§ Given text
________________________
BIOWEAPONS: LOCALLY UNPREPARED

The Bush administration is putting in place a system called BioWatch, which involves installing and monitoring a nationwide set of air sensors to check for the presence of smallpox, anthrax and other pathogens. The Federal Government is also in the early stages of developing a public-health surveillance system built on monitoring the health databases of eight major cities for signs of disease outbreak. Finally, the Strategic National Stockpile has been boosted so adequate medications can be rushed to designated sites within 12 hours.

These are positive steps, but as with so many of our homeland-security efforts, they come with too few resources to address the need. Surveillance systems should be up and running in all our major metropolitan areas. Americans are always on the move. If a biological weapon is released in an urban area that is not being monitored, a contagious disease could spread into multiple states before the first alarm is sounded.
________________________
§ Entries supplied
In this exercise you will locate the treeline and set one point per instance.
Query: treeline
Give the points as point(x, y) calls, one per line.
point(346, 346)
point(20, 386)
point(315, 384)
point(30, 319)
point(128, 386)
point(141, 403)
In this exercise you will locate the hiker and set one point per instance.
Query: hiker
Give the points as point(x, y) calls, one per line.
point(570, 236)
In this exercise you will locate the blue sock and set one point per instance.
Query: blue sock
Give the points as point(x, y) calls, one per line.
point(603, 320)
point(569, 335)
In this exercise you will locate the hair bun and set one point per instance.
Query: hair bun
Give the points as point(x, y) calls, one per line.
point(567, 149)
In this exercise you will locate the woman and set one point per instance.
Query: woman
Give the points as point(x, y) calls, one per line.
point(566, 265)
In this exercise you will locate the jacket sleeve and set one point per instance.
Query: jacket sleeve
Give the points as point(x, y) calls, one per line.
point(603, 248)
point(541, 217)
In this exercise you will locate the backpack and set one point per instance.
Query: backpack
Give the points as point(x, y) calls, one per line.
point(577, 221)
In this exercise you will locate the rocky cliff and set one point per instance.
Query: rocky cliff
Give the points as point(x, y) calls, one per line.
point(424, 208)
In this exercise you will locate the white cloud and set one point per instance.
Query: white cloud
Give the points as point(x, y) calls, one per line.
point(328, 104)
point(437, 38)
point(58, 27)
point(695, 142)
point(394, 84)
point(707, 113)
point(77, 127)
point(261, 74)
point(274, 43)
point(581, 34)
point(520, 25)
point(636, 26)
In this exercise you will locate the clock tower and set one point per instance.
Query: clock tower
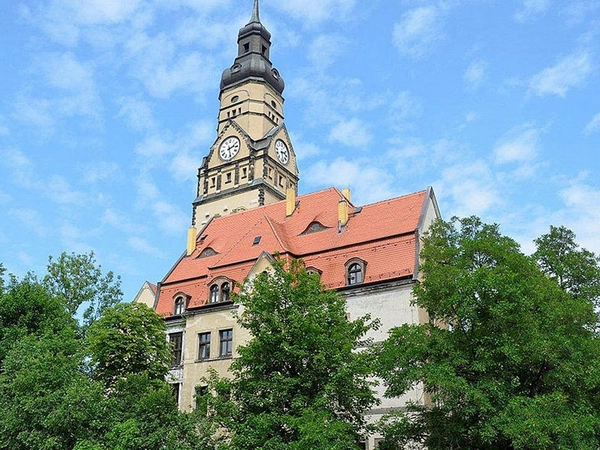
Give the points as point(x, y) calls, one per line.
point(252, 161)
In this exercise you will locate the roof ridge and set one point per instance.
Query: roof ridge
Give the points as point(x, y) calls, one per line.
point(273, 228)
point(388, 200)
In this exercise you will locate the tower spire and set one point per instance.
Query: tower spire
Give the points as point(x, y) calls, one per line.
point(255, 13)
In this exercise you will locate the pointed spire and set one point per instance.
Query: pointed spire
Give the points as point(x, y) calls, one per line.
point(255, 13)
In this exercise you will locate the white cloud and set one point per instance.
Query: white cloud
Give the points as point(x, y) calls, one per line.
point(137, 113)
point(59, 190)
point(475, 74)
point(367, 182)
point(315, 11)
point(324, 50)
point(583, 213)
point(184, 166)
point(352, 133)
point(120, 221)
point(75, 81)
point(143, 246)
point(418, 30)
point(531, 9)
point(568, 73)
point(155, 146)
point(18, 166)
point(37, 113)
point(100, 171)
point(170, 218)
point(594, 125)
point(470, 188)
point(519, 145)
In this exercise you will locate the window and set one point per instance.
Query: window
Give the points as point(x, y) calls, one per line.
point(179, 305)
point(220, 292)
point(176, 388)
point(214, 293)
point(204, 346)
point(225, 291)
point(200, 398)
point(355, 271)
point(176, 340)
point(226, 347)
point(355, 274)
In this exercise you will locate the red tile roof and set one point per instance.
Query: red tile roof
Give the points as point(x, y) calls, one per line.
point(382, 234)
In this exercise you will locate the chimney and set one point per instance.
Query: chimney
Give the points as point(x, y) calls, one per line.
point(346, 193)
point(192, 232)
point(342, 213)
point(290, 202)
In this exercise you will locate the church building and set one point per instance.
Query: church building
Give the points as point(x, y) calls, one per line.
point(247, 209)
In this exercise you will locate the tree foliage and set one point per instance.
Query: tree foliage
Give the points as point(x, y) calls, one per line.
point(509, 359)
point(299, 382)
point(51, 400)
point(79, 280)
point(128, 339)
point(575, 269)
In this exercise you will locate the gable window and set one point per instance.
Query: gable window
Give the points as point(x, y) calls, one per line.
point(179, 306)
point(176, 341)
point(214, 293)
point(220, 291)
point(225, 292)
point(226, 343)
point(204, 346)
point(355, 271)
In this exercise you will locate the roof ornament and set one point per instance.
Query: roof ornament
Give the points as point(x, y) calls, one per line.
point(255, 13)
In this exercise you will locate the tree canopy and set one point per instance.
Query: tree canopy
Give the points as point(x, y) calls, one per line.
point(299, 382)
point(510, 358)
point(62, 389)
point(78, 279)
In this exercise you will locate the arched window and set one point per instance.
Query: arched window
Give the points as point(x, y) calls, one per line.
point(179, 306)
point(225, 292)
point(355, 274)
point(220, 290)
point(355, 271)
point(214, 293)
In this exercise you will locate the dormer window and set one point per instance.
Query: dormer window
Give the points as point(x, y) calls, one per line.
point(214, 293)
point(179, 306)
point(225, 292)
point(355, 271)
point(220, 292)
point(314, 227)
point(208, 251)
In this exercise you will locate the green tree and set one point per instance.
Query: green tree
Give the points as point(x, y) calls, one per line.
point(128, 339)
point(509, 359)
point(299, 382)
point(79, 280)
point(46, 402)
point(575, 269)
point(51, 400)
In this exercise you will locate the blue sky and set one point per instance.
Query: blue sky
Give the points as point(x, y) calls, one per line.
point(107, 108)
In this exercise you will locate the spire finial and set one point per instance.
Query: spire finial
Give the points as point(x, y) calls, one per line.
point(255, 13)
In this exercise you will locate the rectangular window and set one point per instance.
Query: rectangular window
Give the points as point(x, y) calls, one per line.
point(176, 340)
point(204, 346)
point(176, 389)
point(226, 347)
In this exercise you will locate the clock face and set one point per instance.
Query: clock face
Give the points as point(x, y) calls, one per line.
point(282, 152)
point(229, 148)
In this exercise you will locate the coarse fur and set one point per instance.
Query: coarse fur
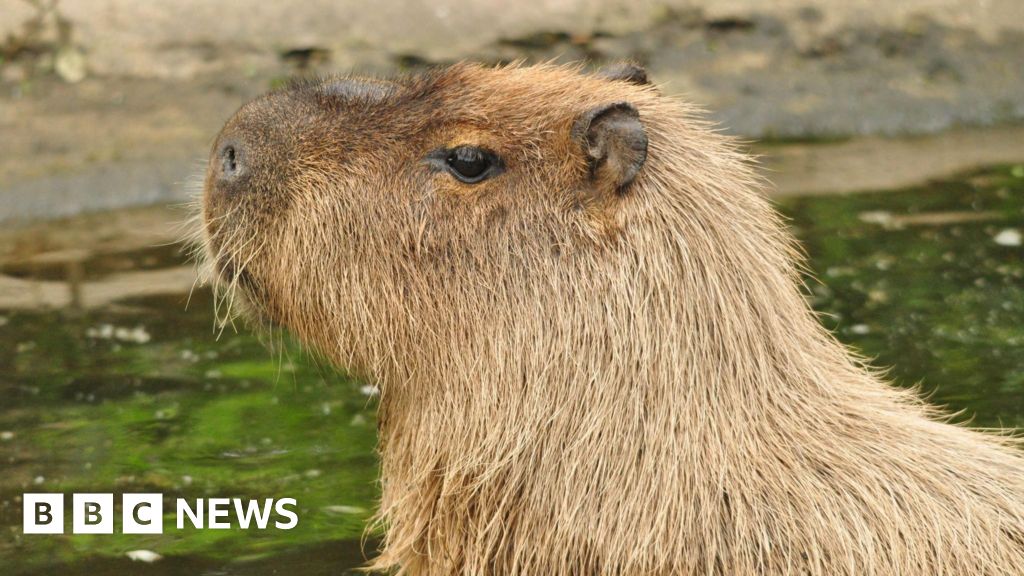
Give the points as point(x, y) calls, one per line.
point(578, 379)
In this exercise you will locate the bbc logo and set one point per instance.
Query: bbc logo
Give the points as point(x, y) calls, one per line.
point(92, 513)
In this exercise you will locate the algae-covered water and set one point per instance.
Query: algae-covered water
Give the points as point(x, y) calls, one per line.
point(139, 395)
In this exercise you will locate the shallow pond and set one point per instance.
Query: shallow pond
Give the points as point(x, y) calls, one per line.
point(138, 394)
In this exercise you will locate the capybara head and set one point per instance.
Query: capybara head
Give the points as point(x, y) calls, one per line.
point(372, 217)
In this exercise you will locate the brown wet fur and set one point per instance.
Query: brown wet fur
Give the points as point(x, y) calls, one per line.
point(584, 378)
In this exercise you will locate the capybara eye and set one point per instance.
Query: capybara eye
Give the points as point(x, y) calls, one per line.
point(471, 164)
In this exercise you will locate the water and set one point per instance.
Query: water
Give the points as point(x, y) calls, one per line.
point(134, 393)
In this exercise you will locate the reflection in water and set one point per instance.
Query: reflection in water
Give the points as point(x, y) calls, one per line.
point(135, 394)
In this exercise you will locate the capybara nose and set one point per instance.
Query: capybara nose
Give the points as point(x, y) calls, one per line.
point(229, 164)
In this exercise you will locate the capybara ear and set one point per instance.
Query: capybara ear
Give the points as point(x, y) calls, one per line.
point(625, 72)
point(614, 144)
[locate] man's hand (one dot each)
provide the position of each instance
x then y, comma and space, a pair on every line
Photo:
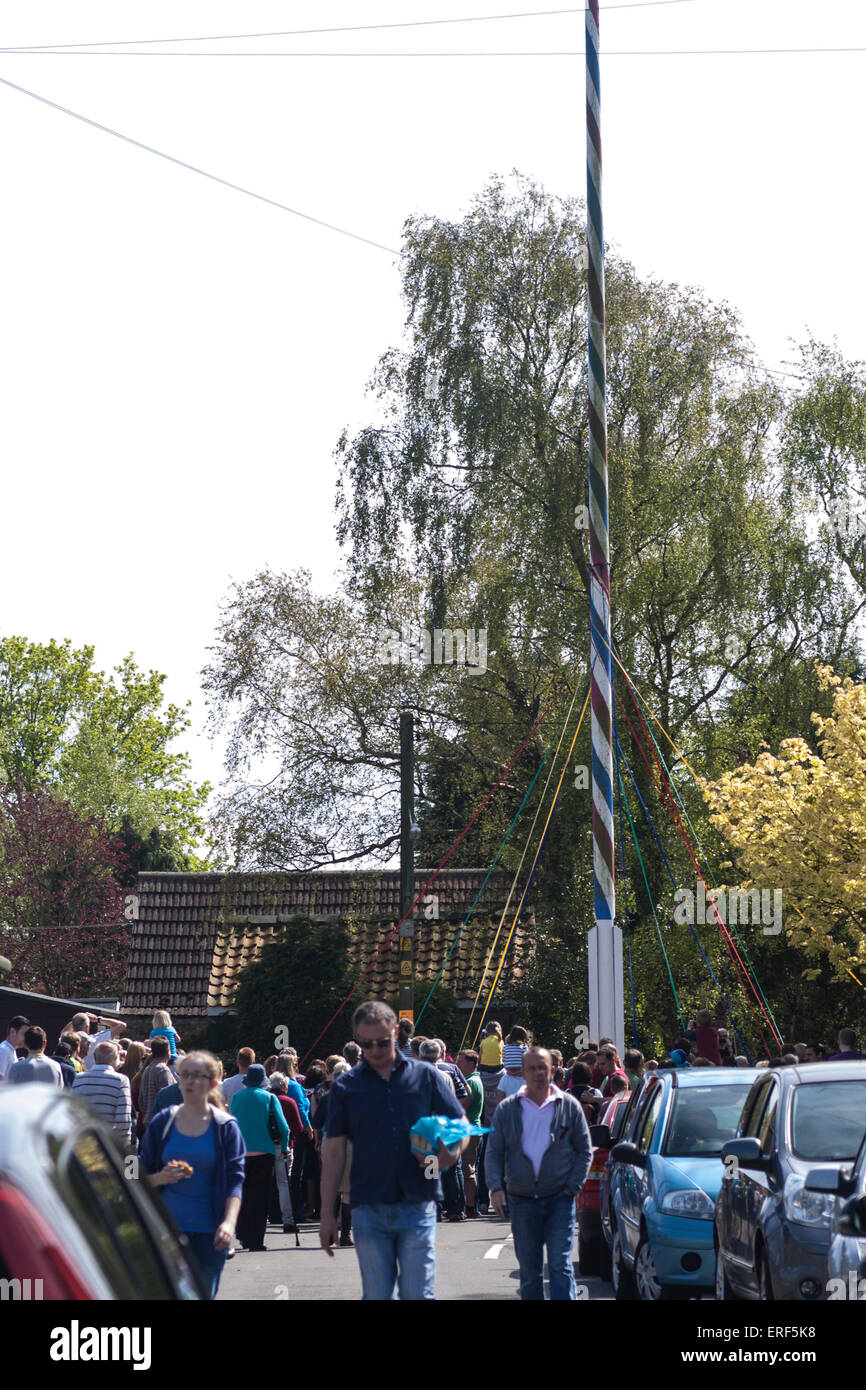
224, 1236
445, 1158
328, 1233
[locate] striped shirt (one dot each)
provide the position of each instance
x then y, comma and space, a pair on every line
107, 1094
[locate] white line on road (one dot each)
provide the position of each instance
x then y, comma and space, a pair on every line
494, 1253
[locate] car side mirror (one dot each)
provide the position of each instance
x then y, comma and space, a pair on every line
852, 1216
836, 1180
747, 1153
628, 1154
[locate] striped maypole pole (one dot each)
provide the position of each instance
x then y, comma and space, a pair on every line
605, 940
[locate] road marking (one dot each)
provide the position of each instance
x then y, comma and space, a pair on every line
494, 1253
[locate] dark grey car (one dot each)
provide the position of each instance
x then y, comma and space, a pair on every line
78, 1219
772, 1233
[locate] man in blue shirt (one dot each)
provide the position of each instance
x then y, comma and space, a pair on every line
394, 1193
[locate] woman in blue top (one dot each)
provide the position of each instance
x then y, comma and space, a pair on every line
196, 1155
163, 1029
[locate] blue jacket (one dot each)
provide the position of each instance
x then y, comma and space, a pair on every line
228, 1173
250, 1107
566, 1159
300, 1098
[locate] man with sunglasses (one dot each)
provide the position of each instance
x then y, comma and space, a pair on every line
394, 1191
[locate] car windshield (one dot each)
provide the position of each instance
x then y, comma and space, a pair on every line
704, 1119
829, 1121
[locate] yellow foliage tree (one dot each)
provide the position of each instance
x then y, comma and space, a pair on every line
798, 823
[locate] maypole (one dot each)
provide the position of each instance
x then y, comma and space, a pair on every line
605, 938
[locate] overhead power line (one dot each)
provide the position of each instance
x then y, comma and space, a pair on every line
505, 53
193, 168
345, 28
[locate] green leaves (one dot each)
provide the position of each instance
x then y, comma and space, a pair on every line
100, 741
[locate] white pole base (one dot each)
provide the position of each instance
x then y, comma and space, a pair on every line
606, 984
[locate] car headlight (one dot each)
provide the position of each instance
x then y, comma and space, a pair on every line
688, 1201
806, 1208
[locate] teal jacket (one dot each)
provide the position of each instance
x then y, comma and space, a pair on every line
250, 1108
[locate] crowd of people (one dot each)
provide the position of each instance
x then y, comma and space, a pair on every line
332, 1144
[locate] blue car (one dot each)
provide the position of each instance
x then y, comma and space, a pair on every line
666, 1182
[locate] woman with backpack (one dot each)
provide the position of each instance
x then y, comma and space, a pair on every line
193, 1153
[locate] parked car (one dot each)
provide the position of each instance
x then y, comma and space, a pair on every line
669, 1175
772, 1232
620, 1129
590, 1240
77, 1218
847, 1254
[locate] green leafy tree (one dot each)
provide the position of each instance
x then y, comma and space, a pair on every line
100, 741
296, 983
462, 506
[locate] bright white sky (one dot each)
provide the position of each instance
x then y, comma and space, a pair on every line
178, 360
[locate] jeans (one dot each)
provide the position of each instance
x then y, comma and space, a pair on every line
396, 1244
538, 1222
210, 1261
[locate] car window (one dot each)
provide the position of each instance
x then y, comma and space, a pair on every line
704, 1118
648, 1125
638, 1112
104, 1209
766, 1132
751, 1119
829, 1121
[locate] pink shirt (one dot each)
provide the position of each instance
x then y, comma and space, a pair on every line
537, 1126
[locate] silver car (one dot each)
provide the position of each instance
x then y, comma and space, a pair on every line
847, 1255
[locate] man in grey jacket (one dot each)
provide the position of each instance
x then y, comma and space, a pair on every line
540, 1150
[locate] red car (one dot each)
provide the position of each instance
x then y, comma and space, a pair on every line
591, 1247
78, 1221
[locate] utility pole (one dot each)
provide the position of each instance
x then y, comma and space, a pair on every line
605, 938
409, 836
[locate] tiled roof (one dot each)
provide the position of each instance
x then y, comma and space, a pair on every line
196, 931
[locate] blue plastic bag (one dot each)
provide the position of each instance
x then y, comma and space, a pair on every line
427, 1133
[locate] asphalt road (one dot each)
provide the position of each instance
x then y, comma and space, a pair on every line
474, 1260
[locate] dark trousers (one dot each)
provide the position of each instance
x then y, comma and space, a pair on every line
484, 1197
452, 1190
299, 1201
255, 1200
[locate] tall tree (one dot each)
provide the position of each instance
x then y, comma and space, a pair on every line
463, 506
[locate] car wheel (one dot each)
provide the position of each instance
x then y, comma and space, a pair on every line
603, 1265
723, 1289
588, 1254
620, 1276
765, 1279
649, 1287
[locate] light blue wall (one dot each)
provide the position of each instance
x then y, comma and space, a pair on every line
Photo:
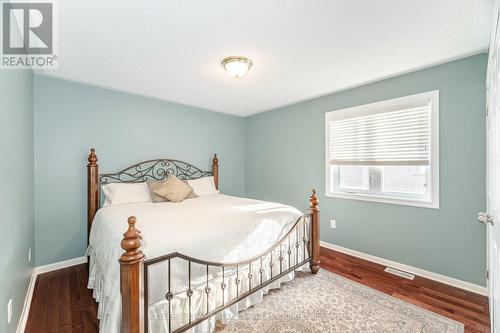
________________________
§ Assigned task
Reproduce the bioweapons text from "These are positive" up to and including "alarm is sounded.". The rows are separate material and have no connection to the bioweapons text.

§ Exercise answer
These are positive steps, but as with so many of our homeland-security efforts, they come with too few resources to address the need. Surveillance systems should be up and running in all our major metropolitan areas. Americans are always on the move. If a biological weapon is released in an urban area that is not being monitored, a contagious disease could spread into multiple states before the first alarm is sounded.